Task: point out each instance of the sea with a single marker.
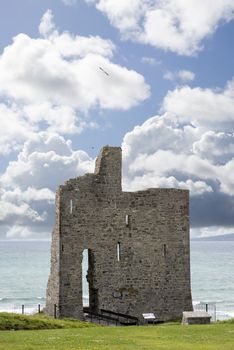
(25, 266)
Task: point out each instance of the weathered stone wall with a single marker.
(152, 230)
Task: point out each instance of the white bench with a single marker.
(195, 317)
(149, 318)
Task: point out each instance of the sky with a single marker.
(155, 77)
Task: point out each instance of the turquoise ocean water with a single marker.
(24, 270)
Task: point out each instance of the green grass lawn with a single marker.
(218, 336)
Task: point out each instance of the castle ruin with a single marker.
(137, 242)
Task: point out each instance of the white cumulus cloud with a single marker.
(175, 25)
(56, 79)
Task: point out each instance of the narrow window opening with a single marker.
(85, 283)
(118, 251)
(71, 206)
(164, 249)
(89, 290)
(127, 220)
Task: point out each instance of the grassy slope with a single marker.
(12, 321)
(161, 337)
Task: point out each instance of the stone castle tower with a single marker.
(137, 242)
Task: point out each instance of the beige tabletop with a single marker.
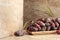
(34, 37)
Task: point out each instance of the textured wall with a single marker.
(34, 9)
(11, 15)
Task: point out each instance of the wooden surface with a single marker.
(43, 32)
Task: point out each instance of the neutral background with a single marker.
(34, 9)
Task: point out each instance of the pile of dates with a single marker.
(44, 24)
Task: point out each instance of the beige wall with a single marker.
(34, 9)
(11, 15)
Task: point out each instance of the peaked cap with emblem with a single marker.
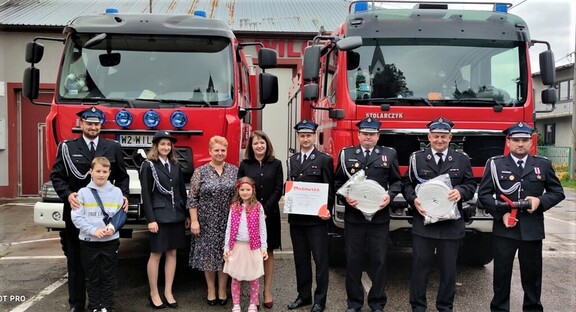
(440, 125)
(306, 126)
(159, 135)
(91, 114)
(519, 130)
(369, 125)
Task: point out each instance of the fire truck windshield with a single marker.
(400, 72)
(167, 69)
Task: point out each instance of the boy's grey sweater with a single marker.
(88, 218)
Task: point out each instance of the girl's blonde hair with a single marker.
(153, 152)
(237, 201)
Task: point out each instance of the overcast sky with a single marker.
(548, 20)
(553, 21)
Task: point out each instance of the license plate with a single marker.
(135, 140)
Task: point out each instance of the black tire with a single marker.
(476, 249)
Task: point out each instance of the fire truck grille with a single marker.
(478, 147)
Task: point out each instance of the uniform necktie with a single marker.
(440, 160)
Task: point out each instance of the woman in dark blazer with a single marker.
(261, 165)
(163, 199)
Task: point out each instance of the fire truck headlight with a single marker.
(178, 119)
(124, 118)
(151, 119)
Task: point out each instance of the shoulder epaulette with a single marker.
(461, 152)
(497, 157)
(417, 152)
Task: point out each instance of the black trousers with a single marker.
(100, 260)
(76, 279)
(424, 253)
(530, 260)
(370, 239)
(311, 241)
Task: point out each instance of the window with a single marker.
(565, 90)
(549, 134)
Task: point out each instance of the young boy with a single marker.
(98, 242)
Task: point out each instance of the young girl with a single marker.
(245, 247)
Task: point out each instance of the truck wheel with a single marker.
(476, 249)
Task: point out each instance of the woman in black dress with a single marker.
(261, 165)
(163, 199)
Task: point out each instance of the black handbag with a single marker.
(117, 220)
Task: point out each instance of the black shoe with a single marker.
(299, 302)
(156, 307)
(173, 305)
(317, 308)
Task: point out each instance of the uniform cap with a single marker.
(519, 130)
(91, 114)
(159, 135)
(306, 126)
(369, 125)
(440, 125)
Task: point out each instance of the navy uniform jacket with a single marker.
(157, 206)
(457, 166)
(382, 167)
(537, 176)
(318, 168)
(65, 183)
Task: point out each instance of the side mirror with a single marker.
(268, 88)
(31, 83)
(310, 92)
(109, 59)
(34, 52)
(352, 60)
(267, 58)
(547, 70)
(549, 96)
(311, 63)
(349, 43)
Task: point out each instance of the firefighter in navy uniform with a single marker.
(530, 184)
(69, 174)
(440, 239)
(361, 236)
(310, 233)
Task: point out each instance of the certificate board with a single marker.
(306, 198)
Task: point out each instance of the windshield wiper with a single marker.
(100, 100)
(174, 102)
(395, 100)
(481, 101)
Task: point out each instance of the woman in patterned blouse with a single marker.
(211, 189)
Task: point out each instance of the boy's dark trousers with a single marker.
(99, 260)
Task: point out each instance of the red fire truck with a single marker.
(187, 74)
(406, 66)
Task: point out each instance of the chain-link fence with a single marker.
(561, 158)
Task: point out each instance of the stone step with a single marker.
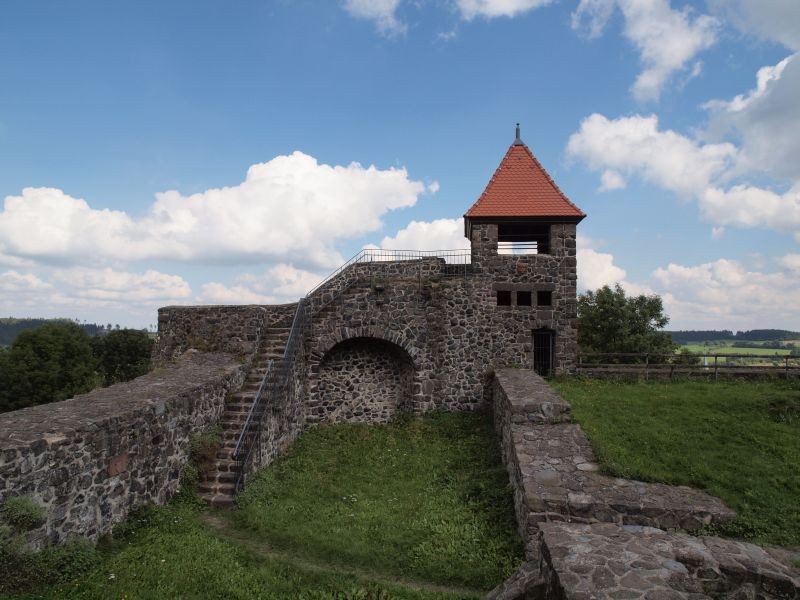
(219, 477)
(212, 487)
(218, 500)
(559, 475)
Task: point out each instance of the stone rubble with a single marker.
(591, 536)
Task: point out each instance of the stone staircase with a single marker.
(217, 484)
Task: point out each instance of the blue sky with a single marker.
(158, 153)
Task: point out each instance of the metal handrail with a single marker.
(276, 377)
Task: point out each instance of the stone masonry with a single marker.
(591, 536)
(89, 460)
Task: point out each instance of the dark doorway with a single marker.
(543, 352)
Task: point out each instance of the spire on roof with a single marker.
(518, 140)
(522, 189)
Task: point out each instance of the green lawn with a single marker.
(723, 349)
(737, 440)
(419, 509)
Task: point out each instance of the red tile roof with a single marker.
(521, 187)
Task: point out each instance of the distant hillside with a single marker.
(10, 327)
(754, 335)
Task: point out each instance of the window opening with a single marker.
(503, 298)
(544, 298)
(523, 238)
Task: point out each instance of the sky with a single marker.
(207, 152)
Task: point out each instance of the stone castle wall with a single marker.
(235, 330)
(91, 459)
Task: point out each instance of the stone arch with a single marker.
(362, 378)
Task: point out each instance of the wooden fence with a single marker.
(687, 365)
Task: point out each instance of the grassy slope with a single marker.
(721, 437)
(428, 498)
(725, 349)
(354, 512)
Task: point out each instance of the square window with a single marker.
(544, 298)
(503, 298)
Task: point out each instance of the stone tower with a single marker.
(522, 233)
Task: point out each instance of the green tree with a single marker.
(51, 363)
(123, 354)
(611, 322)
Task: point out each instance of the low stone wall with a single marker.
(362, 379)
(231, 329)
(643, 563)
(91, 459)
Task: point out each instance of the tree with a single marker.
(611, 322)
(53, 362)
(123, 354)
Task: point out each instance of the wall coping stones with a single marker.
(594, 536)
(558, 471)
(607, 561)
(531, 400)
(87, 412)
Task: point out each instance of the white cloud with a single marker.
(122, 286)
(13, 282)
(611, 180)
(766, 120)
(775, 20)
(636, 145)
(382, 12)
(441, 234)
(596, 269)
(724, 294)
(278, 284)
(791, 261)
(290, 208)
(491, 9)
(96, 295)
(748, 206)
(667, 39)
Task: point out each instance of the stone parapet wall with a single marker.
(591, 536)
(555, 474)
(91, 459)
(642, 563)
(231, 329)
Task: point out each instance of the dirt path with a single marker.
(262, 548)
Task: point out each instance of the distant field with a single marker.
(722, 349)
(737, 440)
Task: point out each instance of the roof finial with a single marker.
(518, 140)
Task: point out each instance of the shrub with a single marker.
(203, 446)
(22, 513)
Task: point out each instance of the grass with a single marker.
(737, 440)
(427, 498)
(424, 513)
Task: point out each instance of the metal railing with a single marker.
(456, 262)
(275, 388)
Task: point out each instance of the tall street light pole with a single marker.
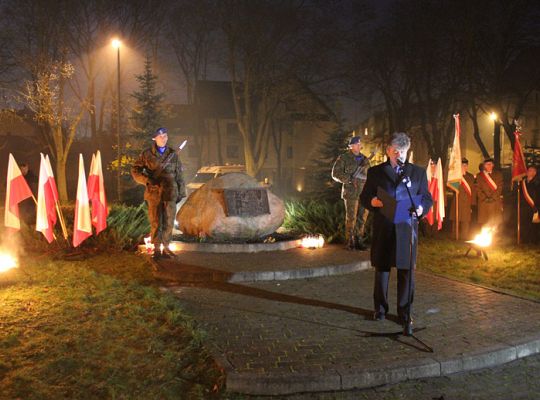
(496, 139)
(116, 43)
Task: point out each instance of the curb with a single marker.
(359, 377)
(260, 276)
(231, 247)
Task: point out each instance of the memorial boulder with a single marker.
(232, 206)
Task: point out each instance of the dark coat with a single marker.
(164, 182)
(390, 242)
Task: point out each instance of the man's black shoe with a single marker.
(407, 328)
(360, 246)
(378, 316)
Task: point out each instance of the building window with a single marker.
(232, 151)
(232, 130)
(289, 152)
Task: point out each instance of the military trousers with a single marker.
(161, 215)
(355, 218)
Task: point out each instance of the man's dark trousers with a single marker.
(380, 292)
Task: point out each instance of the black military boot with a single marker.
(359, 244)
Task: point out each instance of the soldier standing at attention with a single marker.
(160, 170)
(350, 169)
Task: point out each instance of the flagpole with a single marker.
(62, 222)
(519, 215)
(457, 216)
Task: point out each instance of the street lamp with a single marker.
(496, 139)
(116, 43)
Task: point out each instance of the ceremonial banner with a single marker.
(82, 226)
(454, 163)
(519, 169)
(17, 190)
(436, 189)
(47, 199)
(96, 194)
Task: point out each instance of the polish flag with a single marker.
(47, 199)
(17, 190)
(436, 188)
(96, 194)
(82, 226)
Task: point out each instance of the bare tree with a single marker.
(45, 97)
(269, 64)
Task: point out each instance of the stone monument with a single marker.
(232, 206)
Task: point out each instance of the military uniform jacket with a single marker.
(464, 200)
(390, 242)
(489, 200)
(161, 174)
(343, 171)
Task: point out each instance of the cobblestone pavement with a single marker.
(516, 380)
(316, 334)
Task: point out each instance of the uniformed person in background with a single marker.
(160, 170)
(489, 195)
(466, 200)
(350, 169)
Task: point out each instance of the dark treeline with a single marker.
(416, 61)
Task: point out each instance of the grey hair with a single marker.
(400, 140)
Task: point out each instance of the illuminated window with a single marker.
(232, 151)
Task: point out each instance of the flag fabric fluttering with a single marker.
(454, 163)
(436, 189)
(47, 200)
(96, 194)
(519, 168)
(17, 190)
(82, 225)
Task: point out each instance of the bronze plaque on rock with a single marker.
(246, 202)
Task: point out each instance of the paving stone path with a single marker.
(316, 334)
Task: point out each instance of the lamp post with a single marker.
(116, 43)
(496, 139)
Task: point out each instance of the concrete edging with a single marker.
(358, 378)
(231, 247)
(302, 273)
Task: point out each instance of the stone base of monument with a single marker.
(178, 246)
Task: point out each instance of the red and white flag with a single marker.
(436, 188)
(96, 194)
(47, 200)
(519, 169)
(82, 225)
(17, 190)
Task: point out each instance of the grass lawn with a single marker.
(92, 329)
(509, 267)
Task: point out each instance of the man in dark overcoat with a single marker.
(390, 242)
(160, 170)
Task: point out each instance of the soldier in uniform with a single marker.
(489, 195)
(466, 200)
(160, 170)
(350, 169)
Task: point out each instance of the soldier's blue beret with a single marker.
(354, 140)
(159, 131)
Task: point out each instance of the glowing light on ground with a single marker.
(484, 238)
(313, 241)
(7, 262)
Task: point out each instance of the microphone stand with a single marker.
(412, 213)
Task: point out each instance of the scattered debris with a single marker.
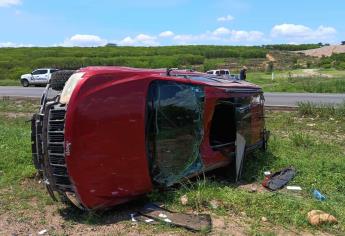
(279, 179)
(252, 187)
(132, 217)
(317, 195)
(214, 204)
(184, 200)
(42, 232)
(317, 217)
(297, 188)
(194, 222)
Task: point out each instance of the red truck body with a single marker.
(107, 149)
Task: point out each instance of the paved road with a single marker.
(272, 99)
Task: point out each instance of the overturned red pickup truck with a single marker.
(114, 133)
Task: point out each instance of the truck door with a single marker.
(174, 130)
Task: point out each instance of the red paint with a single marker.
(105, 126)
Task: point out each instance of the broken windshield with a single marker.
(175, 130)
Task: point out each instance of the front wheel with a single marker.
(25, 83)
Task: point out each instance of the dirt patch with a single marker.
(14, 115)
(324, 51)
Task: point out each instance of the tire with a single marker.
(58, 79)
(25, 83)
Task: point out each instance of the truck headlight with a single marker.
(70, 86)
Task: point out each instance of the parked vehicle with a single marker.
(219, 72)
(115, 133)
(37, 77)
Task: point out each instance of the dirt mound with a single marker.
(324, 51)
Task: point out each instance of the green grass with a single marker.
(9, 82)
(314, 145)
(282, 83)
(311, 142)
(321, 110)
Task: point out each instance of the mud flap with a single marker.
(152, 213)
(240, 153)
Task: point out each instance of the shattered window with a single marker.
(175, 130)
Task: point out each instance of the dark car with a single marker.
(114, 133)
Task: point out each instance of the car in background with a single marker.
(219, 72)
(37, 77)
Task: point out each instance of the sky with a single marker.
(169, 22)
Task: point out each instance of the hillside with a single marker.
(326, 51)
(17, 61)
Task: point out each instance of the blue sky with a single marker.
(174, 22)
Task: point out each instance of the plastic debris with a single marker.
(317, 195)
(42, 232)
(279, 179)
(297, 188)
(317, 217)
(184, 200)
(132, 217)
(194, 222)
(214, 204)
(162, 215)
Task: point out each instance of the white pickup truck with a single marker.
(37, 77)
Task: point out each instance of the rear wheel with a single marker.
(25, 83)
(58, 79)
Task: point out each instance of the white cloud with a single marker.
(8, 3)
(166, 34)
(84, 40)
(14, 45)
(302, 32)
(221, 31)
(139, 40)
(221, 35)
(249, 36)
(226, 18)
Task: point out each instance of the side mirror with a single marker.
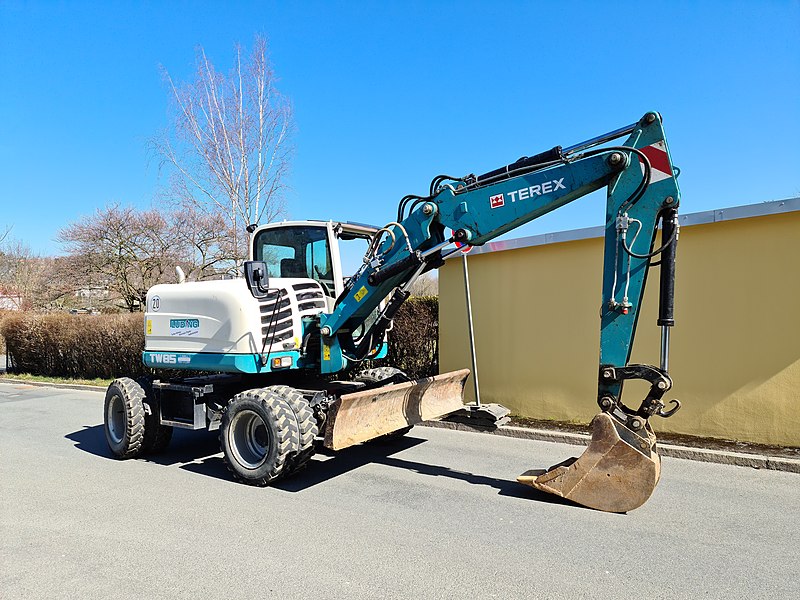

──────

■ Given problem:
All lines from the one holding "Task: point out each instance of the parked" through the last line of the entries, and nothing else, are to be output exactly; leave out the pictures.

■ Solution for this exercise:
Task: point out each instance of the parked vehicle with a single marker.
(219, 72)
(115, 133)
(37, 77)
Task: point out each instance of the dirt mound with a single marker.
(324, 51)
Task: point out each instance of the green grass with a single marker.
(9, 82)
(314, 145)
(282, 83)
(311, 142)
(321, 110)
Task: point out each instance of the mud flap with a single marker.
(152, 213)
(240, 153)
Task: point out each instance of the shattered window with a single marker.
(175, 130)
Task: point out each instance of the dark car with a single marker.
(114, 133)
Task: point out each instance of the car in background with a single marker.
(219, 72)
(37, 77)
Task: point out each instance of the sky with a single marker.
(169, 22)
Task: point out each instance of the hillside with a single marker.
(326, 51)
(17, 61)
Task: point out each instance of the blue sky with a single marker.
(174, 22)
Task: point out each instance of the plastic debris with a single marker.
(317, 195)
(42, 232)
(279, 179)
(297, 188)
(317, 217)
(184, 200)
(132, 217)
(194, 222)
(214, 204)
(162, 215)
Task: point out each instance of the white pickup truck with a single marker.
(37, 77)
Task: point out each instance of the rear wheel with a single marker.
(25, 83)
(58, 79)
Task: point out each instance of the white cloud with a single marker.
(8, 3)
(166, 34)
(84, 40)
(14, 45)
(302, 32)
(221, 31)
(139, 40)
(221, 35)
(249, 36)
(226, 18)
Task: point out each instance of the side mirror with a single marker.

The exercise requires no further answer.